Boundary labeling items
========
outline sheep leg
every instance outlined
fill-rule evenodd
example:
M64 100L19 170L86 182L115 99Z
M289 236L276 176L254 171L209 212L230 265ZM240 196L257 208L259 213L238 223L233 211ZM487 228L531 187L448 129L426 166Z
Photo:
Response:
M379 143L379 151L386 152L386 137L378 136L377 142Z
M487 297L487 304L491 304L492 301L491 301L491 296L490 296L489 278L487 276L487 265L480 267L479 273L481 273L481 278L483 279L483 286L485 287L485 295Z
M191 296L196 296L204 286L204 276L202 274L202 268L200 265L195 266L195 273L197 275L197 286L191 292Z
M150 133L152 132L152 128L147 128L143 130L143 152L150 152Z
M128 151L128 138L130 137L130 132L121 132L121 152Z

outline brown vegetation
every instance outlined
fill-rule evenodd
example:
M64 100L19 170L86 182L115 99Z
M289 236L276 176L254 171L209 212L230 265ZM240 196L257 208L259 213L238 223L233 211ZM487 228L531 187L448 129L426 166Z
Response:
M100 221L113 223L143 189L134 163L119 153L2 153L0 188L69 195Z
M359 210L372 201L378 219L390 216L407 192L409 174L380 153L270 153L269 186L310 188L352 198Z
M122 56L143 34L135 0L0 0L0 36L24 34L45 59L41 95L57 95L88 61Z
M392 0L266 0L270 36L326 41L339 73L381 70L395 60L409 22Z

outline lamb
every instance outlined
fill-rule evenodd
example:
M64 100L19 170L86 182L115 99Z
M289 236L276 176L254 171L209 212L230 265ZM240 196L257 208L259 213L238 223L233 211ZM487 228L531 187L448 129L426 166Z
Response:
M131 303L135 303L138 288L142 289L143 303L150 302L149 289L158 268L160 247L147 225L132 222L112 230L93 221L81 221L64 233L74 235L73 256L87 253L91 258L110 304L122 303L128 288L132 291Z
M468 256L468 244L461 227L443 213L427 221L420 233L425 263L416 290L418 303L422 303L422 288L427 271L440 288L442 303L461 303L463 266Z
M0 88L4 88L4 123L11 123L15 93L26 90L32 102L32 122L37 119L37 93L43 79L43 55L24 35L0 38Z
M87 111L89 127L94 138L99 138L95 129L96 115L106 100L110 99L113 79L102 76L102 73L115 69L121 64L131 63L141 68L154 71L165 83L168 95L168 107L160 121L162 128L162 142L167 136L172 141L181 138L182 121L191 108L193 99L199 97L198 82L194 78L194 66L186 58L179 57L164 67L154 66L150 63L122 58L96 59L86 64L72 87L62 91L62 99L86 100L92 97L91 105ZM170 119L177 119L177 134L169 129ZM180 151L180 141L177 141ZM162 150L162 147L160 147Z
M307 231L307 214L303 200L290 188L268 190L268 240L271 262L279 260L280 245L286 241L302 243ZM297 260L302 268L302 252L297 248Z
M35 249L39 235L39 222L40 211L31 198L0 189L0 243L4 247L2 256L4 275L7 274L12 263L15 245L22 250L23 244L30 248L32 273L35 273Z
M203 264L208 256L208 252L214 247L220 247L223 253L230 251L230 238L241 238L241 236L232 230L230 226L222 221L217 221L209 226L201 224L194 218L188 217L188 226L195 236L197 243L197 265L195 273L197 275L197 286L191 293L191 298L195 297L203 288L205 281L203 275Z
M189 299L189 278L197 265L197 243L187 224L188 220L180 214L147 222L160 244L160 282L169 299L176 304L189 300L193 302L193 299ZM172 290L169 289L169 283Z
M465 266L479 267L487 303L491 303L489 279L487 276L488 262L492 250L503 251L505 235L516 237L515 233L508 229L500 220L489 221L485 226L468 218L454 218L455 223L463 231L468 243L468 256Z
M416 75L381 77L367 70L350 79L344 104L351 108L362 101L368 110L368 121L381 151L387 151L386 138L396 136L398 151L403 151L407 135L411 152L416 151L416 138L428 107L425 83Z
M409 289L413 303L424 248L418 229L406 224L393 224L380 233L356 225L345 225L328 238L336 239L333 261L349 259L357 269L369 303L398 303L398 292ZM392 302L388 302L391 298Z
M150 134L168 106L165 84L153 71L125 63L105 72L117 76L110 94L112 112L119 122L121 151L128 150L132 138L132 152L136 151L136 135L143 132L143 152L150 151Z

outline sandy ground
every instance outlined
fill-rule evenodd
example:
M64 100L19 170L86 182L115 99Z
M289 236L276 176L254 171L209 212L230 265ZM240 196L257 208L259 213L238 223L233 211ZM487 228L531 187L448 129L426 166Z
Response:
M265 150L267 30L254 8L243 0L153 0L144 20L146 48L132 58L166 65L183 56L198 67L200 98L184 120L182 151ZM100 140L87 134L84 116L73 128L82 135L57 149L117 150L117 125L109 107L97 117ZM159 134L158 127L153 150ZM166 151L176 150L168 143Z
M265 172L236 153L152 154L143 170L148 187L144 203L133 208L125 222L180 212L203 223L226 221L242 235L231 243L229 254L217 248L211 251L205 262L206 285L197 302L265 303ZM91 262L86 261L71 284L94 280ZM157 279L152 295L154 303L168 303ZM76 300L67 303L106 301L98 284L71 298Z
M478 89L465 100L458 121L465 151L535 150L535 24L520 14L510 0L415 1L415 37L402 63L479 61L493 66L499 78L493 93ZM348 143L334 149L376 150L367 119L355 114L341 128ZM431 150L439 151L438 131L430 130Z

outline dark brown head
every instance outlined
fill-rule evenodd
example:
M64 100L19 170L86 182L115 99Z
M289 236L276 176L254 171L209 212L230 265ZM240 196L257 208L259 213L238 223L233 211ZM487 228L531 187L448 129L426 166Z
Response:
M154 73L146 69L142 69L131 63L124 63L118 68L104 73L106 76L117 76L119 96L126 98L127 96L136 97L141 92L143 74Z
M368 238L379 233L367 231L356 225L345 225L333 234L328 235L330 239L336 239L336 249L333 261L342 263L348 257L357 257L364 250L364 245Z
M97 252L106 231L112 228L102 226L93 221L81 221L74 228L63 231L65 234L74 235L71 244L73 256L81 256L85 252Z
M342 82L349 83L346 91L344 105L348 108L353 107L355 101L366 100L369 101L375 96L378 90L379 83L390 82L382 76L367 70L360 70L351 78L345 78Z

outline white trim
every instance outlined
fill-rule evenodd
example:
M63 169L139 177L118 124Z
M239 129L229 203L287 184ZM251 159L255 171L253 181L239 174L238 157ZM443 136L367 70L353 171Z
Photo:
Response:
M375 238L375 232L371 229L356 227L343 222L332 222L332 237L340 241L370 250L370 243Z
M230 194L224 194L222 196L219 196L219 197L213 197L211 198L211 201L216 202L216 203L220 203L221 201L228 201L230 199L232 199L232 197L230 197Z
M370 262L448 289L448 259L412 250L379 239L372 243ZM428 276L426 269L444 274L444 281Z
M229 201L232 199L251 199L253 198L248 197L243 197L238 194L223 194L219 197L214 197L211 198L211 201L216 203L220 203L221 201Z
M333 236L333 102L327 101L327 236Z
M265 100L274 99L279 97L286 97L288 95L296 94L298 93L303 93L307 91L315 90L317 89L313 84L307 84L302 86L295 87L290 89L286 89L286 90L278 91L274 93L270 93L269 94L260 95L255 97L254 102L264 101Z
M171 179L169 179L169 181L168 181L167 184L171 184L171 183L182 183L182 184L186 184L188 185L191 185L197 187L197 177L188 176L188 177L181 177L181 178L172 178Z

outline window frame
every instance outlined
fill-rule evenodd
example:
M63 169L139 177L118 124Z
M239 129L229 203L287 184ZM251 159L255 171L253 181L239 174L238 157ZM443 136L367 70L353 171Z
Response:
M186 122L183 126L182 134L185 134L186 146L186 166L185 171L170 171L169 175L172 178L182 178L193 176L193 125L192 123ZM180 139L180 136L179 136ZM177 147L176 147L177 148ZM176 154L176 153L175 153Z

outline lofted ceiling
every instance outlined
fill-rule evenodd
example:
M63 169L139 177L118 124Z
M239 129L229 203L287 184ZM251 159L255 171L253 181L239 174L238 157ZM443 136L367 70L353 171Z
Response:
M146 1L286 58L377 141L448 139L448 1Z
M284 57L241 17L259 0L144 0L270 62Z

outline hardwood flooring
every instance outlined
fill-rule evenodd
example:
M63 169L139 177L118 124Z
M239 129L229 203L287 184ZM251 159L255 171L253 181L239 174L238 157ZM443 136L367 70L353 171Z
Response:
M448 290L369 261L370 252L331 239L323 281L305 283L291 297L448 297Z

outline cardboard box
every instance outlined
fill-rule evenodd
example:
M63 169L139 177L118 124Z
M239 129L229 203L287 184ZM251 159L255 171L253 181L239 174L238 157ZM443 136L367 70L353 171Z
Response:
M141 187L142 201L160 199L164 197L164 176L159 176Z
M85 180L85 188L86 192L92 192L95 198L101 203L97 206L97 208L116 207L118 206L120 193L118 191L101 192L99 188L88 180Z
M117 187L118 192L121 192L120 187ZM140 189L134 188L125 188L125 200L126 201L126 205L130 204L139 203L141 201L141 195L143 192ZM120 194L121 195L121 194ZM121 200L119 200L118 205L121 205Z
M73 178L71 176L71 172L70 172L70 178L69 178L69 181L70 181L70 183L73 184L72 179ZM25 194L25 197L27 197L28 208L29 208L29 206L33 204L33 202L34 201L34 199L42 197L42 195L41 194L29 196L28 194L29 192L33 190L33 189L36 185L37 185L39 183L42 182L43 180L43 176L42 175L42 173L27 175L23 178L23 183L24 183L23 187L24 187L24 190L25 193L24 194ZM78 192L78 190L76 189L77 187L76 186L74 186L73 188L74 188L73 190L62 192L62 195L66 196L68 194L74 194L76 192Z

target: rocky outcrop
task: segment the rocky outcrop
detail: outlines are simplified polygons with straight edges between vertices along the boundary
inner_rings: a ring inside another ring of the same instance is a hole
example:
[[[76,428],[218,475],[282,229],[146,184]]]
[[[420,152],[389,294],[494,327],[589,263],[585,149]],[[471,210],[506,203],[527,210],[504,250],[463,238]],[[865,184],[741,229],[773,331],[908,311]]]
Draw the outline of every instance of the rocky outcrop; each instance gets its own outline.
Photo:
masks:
========
_Task description_: Write out the material from the line containing "outline cardboard box" down to the line containing "M73 178L71 176L71", substituting "Output" for "Response" and leaving everything else unchanged.

_The result_:
outline cardboard box
every instance outlined
fill-rule evenodd
example:
M63 169L139 177L118 124Z
M239 129L229 203L287 184ZM251 159L255 171L253 181L239 174L238 157ZM443 136L367 70L353 171Z
Output:
M141 187L142 201L160 199L164 197L164 176L159 176Z
M85 180L85 188L86 192L92 192L95 198L101 203L97 206L97 208L116 207L118 206L120 193L118 191L101 192L99 188L88 180Z
M117 187L118 192L121 192L120 187ZM140 189L134 188L125 188L125 200L126 201L126 205L130 204L139 203L141 201L141 195L143 192ZM120 194L121 195L121 194ZM121 200L119 200L118 205L121 205Z
M73 178L71 176L71 172L70 172L70 178L69 178L69 181L70 181L70 183L73 184L72 179ZM25 194L25 197L27 197L28 208L29 208L29 206L33 204L33 202L34 201L34 199L42 197L42 195L41 194L29 196L28 194L29 192L33 190L33 189L36 185L37 185L39 183L42 182L43 180L43 176L42 175L42 173L27 175L23 178L23 183L24 183L23 187L24 187L24 190L25 193L24 194ZM78 192L78 190L76 189L77 187L76 186L74 186L73 188L74 188L73 190L62 192L62 195L66 196L68 194L74 194L76 192Z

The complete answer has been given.